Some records
[START]

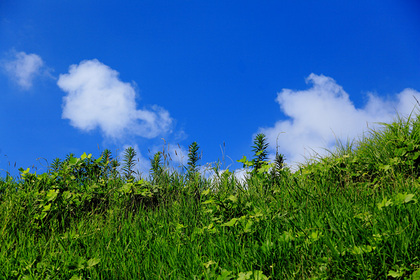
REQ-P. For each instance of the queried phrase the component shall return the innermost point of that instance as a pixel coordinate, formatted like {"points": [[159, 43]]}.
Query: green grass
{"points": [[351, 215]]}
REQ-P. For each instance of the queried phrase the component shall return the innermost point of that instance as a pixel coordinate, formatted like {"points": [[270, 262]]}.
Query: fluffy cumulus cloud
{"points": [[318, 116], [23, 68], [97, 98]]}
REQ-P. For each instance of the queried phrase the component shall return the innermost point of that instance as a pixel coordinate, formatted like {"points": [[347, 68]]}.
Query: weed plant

[END]
[START]

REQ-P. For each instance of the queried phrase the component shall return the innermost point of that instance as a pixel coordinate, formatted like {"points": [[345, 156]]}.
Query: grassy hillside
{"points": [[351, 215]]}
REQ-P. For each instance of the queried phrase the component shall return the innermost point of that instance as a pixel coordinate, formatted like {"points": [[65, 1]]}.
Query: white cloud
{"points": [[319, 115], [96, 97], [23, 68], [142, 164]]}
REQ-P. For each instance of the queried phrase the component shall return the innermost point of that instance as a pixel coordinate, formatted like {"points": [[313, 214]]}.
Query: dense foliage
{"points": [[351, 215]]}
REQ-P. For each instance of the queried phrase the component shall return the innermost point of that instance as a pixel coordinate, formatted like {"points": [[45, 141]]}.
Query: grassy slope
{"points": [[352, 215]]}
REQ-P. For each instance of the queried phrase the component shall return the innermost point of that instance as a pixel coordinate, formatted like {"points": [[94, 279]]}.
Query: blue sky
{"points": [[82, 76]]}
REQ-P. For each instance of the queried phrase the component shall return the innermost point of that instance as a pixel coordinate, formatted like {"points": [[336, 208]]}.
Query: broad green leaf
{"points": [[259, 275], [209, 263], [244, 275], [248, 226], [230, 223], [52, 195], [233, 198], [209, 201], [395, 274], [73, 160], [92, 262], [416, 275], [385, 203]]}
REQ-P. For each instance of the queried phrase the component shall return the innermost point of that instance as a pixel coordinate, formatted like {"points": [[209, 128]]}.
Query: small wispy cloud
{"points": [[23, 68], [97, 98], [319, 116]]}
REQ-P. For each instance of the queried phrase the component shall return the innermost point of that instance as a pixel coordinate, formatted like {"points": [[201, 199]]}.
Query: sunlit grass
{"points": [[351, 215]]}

[END]

> Task brief
Extract from the listing above each line containing the string "green".

> Result of the exercise
Query: green grass
Query: broad green leaf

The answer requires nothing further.